» EXERCISE
Leave the pictures out while you restate every entry below word for word.

Point localization data
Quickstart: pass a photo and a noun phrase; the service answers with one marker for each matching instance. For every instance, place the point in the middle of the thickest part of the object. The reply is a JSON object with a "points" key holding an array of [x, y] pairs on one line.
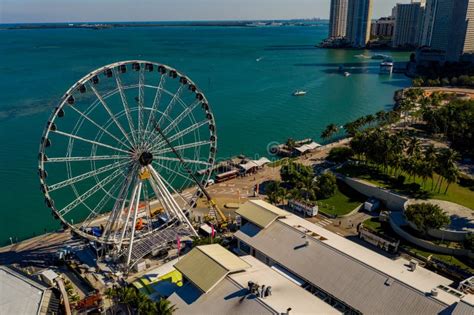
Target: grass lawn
{"points": [[450, 260], [373, 224], [456, 193], [342, 202]]}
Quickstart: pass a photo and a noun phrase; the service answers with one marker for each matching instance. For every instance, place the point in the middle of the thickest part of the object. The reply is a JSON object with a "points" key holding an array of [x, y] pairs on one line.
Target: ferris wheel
{"points": [[121, 152]]}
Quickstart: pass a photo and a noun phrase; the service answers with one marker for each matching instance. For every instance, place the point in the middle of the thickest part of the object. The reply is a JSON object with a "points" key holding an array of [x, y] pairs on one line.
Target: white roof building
{"points": [[346, 274], [218, 284], [307, 147]]}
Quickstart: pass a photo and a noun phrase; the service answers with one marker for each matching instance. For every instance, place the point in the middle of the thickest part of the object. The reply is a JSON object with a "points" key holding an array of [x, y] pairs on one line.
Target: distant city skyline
{"points": [[29, 11]]}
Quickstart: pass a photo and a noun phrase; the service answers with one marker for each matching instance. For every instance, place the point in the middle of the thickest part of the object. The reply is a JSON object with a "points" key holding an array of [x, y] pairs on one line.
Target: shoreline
{"points": [[268, 173]]}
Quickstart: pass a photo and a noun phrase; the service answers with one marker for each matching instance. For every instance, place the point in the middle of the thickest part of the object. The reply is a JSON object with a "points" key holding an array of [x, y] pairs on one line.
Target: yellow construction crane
{"points": [[220, 217]]}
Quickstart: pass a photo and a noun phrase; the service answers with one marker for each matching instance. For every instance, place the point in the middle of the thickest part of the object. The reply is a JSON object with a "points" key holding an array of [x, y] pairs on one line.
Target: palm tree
{"points": [[145, 305], [291, 143], [165, 307], [369, 119], [414, 147], [380, 116], [451, 175], [430, 160], [447, 167], [330, 131]]}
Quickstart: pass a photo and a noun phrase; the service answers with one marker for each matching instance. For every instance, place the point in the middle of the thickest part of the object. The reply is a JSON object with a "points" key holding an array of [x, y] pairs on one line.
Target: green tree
{"points": [[329, 131], [426, 216], [294, 173], [290, 143], [326, 185], [165, 307], [340, 154], [469, 242]]}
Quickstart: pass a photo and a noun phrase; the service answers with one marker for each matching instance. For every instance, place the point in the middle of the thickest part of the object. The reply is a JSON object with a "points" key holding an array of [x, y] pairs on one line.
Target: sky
{"points": [[17, 11]]}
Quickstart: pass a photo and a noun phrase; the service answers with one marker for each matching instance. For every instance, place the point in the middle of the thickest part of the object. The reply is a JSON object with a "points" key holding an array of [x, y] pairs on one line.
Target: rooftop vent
{"points": [[413, 265]]}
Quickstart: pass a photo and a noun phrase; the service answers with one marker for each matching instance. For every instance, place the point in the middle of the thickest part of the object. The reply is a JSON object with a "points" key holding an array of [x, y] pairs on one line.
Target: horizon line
{"points": [[164, 21]]}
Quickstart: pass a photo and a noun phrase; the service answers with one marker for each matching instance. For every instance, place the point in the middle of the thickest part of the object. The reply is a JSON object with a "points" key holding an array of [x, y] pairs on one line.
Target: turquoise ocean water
{"points": [[251, 99]]}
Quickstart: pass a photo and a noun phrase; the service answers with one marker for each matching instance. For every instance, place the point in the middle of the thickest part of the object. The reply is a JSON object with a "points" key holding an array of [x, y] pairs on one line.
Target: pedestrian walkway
{"points": [[324, 222]]}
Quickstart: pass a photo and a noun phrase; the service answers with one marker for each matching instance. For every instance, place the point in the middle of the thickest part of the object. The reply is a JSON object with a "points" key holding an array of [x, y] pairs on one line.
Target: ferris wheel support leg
{"points": [[132, 236], [114, 219], [177, 208], [163, 198], [128, 218]]}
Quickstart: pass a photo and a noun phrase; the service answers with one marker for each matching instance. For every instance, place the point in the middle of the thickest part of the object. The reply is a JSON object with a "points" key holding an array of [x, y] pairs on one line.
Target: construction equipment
{"points": [[215, 212]]}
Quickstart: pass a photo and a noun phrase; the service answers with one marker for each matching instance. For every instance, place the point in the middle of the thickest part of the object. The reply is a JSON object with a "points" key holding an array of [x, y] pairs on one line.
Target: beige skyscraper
{"points": [[408, 25], [359, 15], [449, 26], [462, 32], [338, 18]]}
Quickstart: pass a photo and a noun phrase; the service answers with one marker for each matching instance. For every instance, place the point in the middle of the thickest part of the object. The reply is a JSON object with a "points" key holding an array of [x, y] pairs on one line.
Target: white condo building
{"points": [[338, 18], [359, 15], [449, 26], [408, 22]]}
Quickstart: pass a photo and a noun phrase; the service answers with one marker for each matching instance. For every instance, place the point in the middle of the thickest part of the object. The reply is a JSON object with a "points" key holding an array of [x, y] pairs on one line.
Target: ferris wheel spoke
{"points": [[119, 205], [100, 127], [171, 170], [128, 213], [170, 105], [146, 199], [87, 175], [126, 108], [85, 158], [89, 141], [179, 134], [89, 192], [156, 102], [171, 186], [174, 205], [180, 117], [183, 147], [141, 81], [106, 107], [96, 211], [134, 223]]}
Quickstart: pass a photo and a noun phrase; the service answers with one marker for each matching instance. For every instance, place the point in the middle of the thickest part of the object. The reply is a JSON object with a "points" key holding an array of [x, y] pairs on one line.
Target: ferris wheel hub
{"points": [[145, 158]]}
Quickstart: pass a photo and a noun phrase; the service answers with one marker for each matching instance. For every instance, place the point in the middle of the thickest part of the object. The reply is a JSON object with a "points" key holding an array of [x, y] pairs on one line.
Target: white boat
{"points": [[386, 67], [299, 93]]}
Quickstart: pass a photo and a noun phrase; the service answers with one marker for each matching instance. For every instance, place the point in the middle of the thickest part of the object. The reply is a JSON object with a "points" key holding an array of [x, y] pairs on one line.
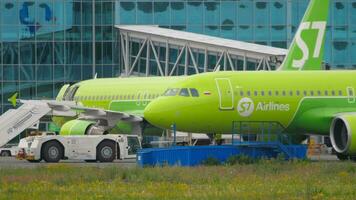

» ANSWER TO THIS TASK
Quickstart: pass a photo and a noun phrase; the service answers with one marker for each matching instance. For every instance, place the point in the middle of the thickest part of the object. The reply is a JSON object with a "points" key holding an array of [x, y] pairs on one line.
Target: grass lawn
{"points": [[450, 260], [373, 224], [456, 193], [342, 202]]}
Quickstart: pass a photo and a noun phrase; the service answers with one marker for each matching instance. For every instance, place the point in the middle of the thickest part of the object. The reply is a JSON object with a "points" key holding an array of [x, y] pairs on one line.
Target: ferris wheel
{"points": [[121, 152]]}
Quickstart: pass a photo and a noun phrase; the service answers with one marker for each matching instance. For every instance, place the point in the middle of the thickest part of the object. The reply is a JSON object with a "points" key holding an array of [x, y] pairs on one line.
Target: white roof building
{"points": [[346, 274], [218, 284], [307, 147]]}
Quickstart: pass a photo and a noun phrase; the service answers with one marker for each matching instance. For every instance, place the point in the middle of the thickest part of the object. The reply is a JSON object with a "points" key holding an array of [x, y] pairs on one line.
Target: distant city skyline
{"points": [[29, 11]]}
Quickstart: pass a photo and a noun phrase; the service answers with one marker for each matching instance. For every instance, place the point in the middle of the thickest part of the object. The reply is a JSON object with a "points" key holding an array of [x, y] pairs on one line.
Target: shoreline
{"points": [[268, 173]]}
Quickstart: pass a photo and a noun phrase; the service answers with one marker for each matching instance. For every instance, place the point in the middle of the thickest part of the object. The reply is a JSON object with a "points" key holding an array of [x, y] pairs on one line.
Target: yellow construction crane
{"points": [[220, 217]]}
Quickstart: pass a photo and a noun phrase; the service answers with one marker for each matching instance. For every instance, place the point in the middle of the thickest part of the object. The reply is a JSON object with a "points" key holding an array of [x, y] pairs on one line.
Target: palm tree
{"points": [[145, 305], [291, 143], [165, 307], [369, 119], [414, 147], [380, 116], [451, 175], [430, 160], [447, 167], [330, 131]]}
Quickstart: pass a photo and a noun phrase; the service answers with one marker for each matching instance. For every instance, place the point in the middle of the thickest part of the object. The reply is a JSON object with a "points" key holding an array of [x, y] pairs on one line.
Target: green tree
{"points": [[329, 131], [426, 216], [294, 173], [290, 143], [326, 185], [165, 307], [340, 154], [469, 242]]}
Quickstart: pass a photo and a noun phrase; the service answers with one marker for each matching instance. For every instance, place the point in the middle of the thickest part of the object. The reply is a JSON object with a "points" key holding an array of [x, y] pairs on one line.
Target: sky
{"points": [[17, 11]]}
Quickstart: pass a photo and a noun phrase; the service answers with one marker for each matching instance. For every instance, place the point in the middle of the thickest part of the object. The reply is a JSON object with a "points" key holding an array of [x, y] pairs on one line.
Target: rooftop vent
{"points": [[413, 265]]}
Quickstart: pass a photo and a noun phrase; the service answers with one marker for each matching instance. For every instance, place the point in the middle of the thickest part of the object. The reply is a JSON object with a "points" key holding an array of [x, y] pairs on one line.
Target: horizon line
{"points": [[164, 21]]}
Quickstart: pass a photo and a noun phrase; the service answers with one marker for each matching instance. For every instance, place the point in the middle of the thickest part of the object. The reply is a JSON object with a "points" key holding an array of [x, y] pairs on one line.
Target: turquoise ocean water
{"points": [[251, 99]]}
Quickstart: pass a photo and a noun phrase; the service answers with one marker for each matching instance. For every instance, place the point in the middle of the thickest part of the object. The reply is a JSON object with a "points" key holding an array of [x, y] pairs on one line.
Target: pedestrian walkway
{"points": [[324, 222]]}
Quickstart: pass a photo and a noun phrase; the service answers with one marker for each matching instance. For every instance, place the point in the middle of the thickest part of the object. The reply is a JSON object with a "points" key holding an array of [x, y] pairs on one line.
Target: ferris wheel support leg
{"points": [[132, 236], [114, 219], [177, 208], [163, 198], [128, 218]]}
Quickstart: pass a photo and a noun phrase; the service answers with one marker for each matching instance. For every instance, place the point in the middle of the thickest part of the object. The reply is a JSON object with a "points" key holding an array of [x, y] pairs on one line.
Target: construction equipment
{"points": [[215, 212]]}
Quickstart: pass a photo and a noun phrase; the service answers with one marker for each matching instance. For every instance, place the point in the middle of the thickest part of the object. The reply is a JSON object with a "points" key holding an array of [x, y] pairs on one line.
Target: beige skyscraper
{"points": [[408, 25], [359, 15], [449, 26], [462, 32], [338, 18]]}
Quickstart: pass a photo and a noun phrase; the service answers with one marker for each matching instance. For every instance, place the point in the middle of the thickest part of the object. The reply is a JSON object with a "points" key holding an array of [x, y] pairs on one line.
Target: white condo building
{"points": [[338, 18], [359, 15], [449, 26], [408, 22]]}
Quickstart: pass a photo and a noun phrase; the service answers with one marker for each matching instance. For every instance, place the point in the middle of the thickest part of the object. The reply is a JSON object with a "points" key holding an array of [x, y] pairs on one line.
Target: ferris wheel spoke
{"points": [[119, 205], [100, 127], [171, 170], [128, 213], [170, 105], [146, 199], [87, 175], [126, 108], [85, 158], [89, 141], [179, 134], [89, 192], [156, 102], [171, 186], [174, 205], [180, 117], [183, 147], [141, 81], [106, 107], [96, 211], [134, 223]]}
Quickstart: pass a photo and a noun phrase; the service answers with one marker for each matching instance. For every instance, place the point in the middle of the thickest part of the object. The reply is a JSON object with a "points" key holding an array of [x, y] pairs on one line.
Target: ferris wheel hub
{"points": [[145, 158]]}
Quickstart: pass a photo and a noun phrase; the service answers with one marker for each matching instance. For every instance, place the point in the middle of the thickest part of the object. The reply is a JSON object with a "points" key holding an array of [x, y] pairs on one line.
Target: white boat
{"points": [[386, 67], [299, 93]]}
Quickstart: pass a photo and a noun phrase; the service answers with one marker for each matching instance. For every instance, place the point in the middle of the thickest part of the object. The reply is a JSON object with a "points" key holding an array of [x, y] pairs on one line.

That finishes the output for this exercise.